__Given request__: Put every row below into a numbered list, leaving out the blank lines.

┏━━

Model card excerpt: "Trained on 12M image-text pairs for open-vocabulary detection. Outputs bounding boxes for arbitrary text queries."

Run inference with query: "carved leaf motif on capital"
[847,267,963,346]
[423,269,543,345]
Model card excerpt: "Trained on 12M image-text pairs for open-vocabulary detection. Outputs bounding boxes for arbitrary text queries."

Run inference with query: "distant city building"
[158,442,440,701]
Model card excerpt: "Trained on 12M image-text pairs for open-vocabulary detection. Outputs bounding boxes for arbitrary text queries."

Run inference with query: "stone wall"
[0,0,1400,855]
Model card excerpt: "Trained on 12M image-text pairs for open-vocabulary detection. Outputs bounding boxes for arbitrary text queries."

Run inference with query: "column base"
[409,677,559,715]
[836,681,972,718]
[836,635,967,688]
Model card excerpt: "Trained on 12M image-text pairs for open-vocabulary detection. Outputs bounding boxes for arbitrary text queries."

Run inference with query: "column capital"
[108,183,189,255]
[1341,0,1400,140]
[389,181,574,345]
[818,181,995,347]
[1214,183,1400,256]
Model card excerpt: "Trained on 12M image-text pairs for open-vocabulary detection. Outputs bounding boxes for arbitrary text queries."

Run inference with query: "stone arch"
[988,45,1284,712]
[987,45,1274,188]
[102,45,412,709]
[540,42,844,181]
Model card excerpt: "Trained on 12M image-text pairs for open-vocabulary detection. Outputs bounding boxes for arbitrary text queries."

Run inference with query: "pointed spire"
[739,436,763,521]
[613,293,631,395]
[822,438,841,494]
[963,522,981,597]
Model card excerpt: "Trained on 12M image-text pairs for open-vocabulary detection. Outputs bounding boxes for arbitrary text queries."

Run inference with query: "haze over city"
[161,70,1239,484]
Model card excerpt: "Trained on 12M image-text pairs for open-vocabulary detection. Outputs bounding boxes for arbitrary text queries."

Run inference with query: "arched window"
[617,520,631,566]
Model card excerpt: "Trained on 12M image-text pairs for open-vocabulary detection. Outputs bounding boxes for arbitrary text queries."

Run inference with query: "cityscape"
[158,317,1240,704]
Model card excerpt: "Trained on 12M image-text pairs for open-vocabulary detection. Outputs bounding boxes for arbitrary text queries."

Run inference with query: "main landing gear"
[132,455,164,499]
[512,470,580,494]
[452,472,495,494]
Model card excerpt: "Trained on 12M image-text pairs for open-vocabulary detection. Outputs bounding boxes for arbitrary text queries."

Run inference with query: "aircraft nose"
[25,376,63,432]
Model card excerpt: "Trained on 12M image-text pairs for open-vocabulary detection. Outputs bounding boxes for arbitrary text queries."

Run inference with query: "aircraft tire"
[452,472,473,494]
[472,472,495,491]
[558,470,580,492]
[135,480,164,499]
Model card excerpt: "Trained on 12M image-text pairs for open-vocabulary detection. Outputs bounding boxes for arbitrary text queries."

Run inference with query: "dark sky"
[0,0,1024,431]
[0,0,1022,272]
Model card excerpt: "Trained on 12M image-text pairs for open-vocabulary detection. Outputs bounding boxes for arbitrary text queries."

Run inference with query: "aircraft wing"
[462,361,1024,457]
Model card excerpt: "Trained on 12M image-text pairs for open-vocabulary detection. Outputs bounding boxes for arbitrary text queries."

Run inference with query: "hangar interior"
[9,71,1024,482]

┗━━

__Response for this exercise__:
1. Model card excerpt: "Trained on 12M image-text pairs for open-vocabulary detection. Outputs bounding boxes for arbitrary text queries."
2. Run inference with query: "carved leaf motif on capital"
3. [847,267,963,346]
4. [423,269,543,345]
5. Model card excerpt: "Trained on 12M image-text pairs for open-vocabulary detection. Outputs bounding boxes for arbitrary text queries."
6. Run inference with query: "distant city building"
7. [158,442,440,701]
8. Model card excerpt: "Trained on 12M image-text pairs for open-vocabulary detection. Outputs bounding boxes for arbitrary text queries."
9. Run inference with query: "stone wall"
10. [0,0,1400,855]
11. Model card excerpt: "Trained on 12M image-text pairs for open-vocabulary detection. Outputs bounding boxes for arbitrary text queries."
12. Run inference with query: "column base"
13. [409,677,559,715]
14. [836,681,972,718]
15. [836,635,967,688]
16. Model card excerpt: "Trained on 12M image-text pairs for open-vocabulary detection. Outputs bounding boxes for arbitrary text queries."
17. Run inference with query: "column capital"
18. [108,183,189,255]
19. [1341,0,1400,140]
20. [389,181,574,345]
21. [818,181,995,347]
22. [1214,183,1400,256]
23. Model card excerpt: "Trained on 12M image-text pairs for open-vocabulary detection. Outputs bounding boxes for arbitrary text queries."
24. Run inference with query: "stone arch"
25. [988,45,1284,712]
26. [987,45,1274,188]
27. [102,45,412,709]
28. [540,42,844,181]
29. Model card excerpt: "Trained on 12M image-text pairs for open-vocabulary detection. Outputs bounding boxes for arbitrary text queries."
30. Run inference with query: "pointed spire"
31. [739,436,763,521]
32. [613,293,631,395]
33. [822,438,841,494]
34. [963,522,981,597]
35. Model card excerpt: "Trained on 12M image-text pairs for open-vocabulary detection. Outputs bounding boxes for arbitrary text queries."
36. Run inference with query: "haze over city"
37. [161,70,1239,484]
38. Model card excerpt: "Trained on 12M image-text pairs for open-vocabulary detection. Outputs bounding boxes for arbitrary text queries."
39. Run inference with query: "arched window"
40. [617,520,631,566]
41. Model card excerpt: "Trained on 12M image-text pairs for open-vocabulary detection. Outputs bounding boxes for arbitrary text queries."
42. Run inference with query: "cityscape"
43. [158,317,1240,704]
44. Model card excerpt: "Trained on 12M image-text pairs for open-vocabulary detection. Outputs bounding boxes for arbitrary text queries."
45. Run inference with query: "main landing gear"
46. [132,455,164,499]
47. [512,470,580,494]
48. [452,472,495,494]
49. Model card excerpt: "Trained on 12M image-text pairs for open-vocabulary detection. Outputs bounding boxes for arbitrary text queries."
50. Run inference with query: "aircraft nose"
51. [25,376,63,432]
52. Model card excerpt: "Trained on 12M image-text pairs for open-vocabulary detection. Outputs bounding boxes for arbitrary text queries."
53. Run inference with query: "aircraft tire"
54. [452,472,473,494]
55. [472,472,495,491]
56. [558,470,580,492]
57. [135,480,164,499]
58. Model card excerpt: "Trained on 12M image-text pairs for open-vocabulary detection. Outputs bounding boxes for arbitrary text queries."
59. Run inference with query: "dark sky"
60. [0,0,1024,431]
61. [0,0,1022,272]
62. Model card excerpt: "Trained on 12M image-text pairs for open-vocabulary detection. Outputs bounding boxes for arbitrary text queries."
63. Run inference with query: "aircraft wing"
64. [462,361,1024,457]
65. Model card excerpt: "Trained on 12M image-text pairs for open-vocabulary detection. Outputs bounding boxes for arbitrary text queries."
66. Run inference with query: "hangar interior"
67. [9,71,1024,482]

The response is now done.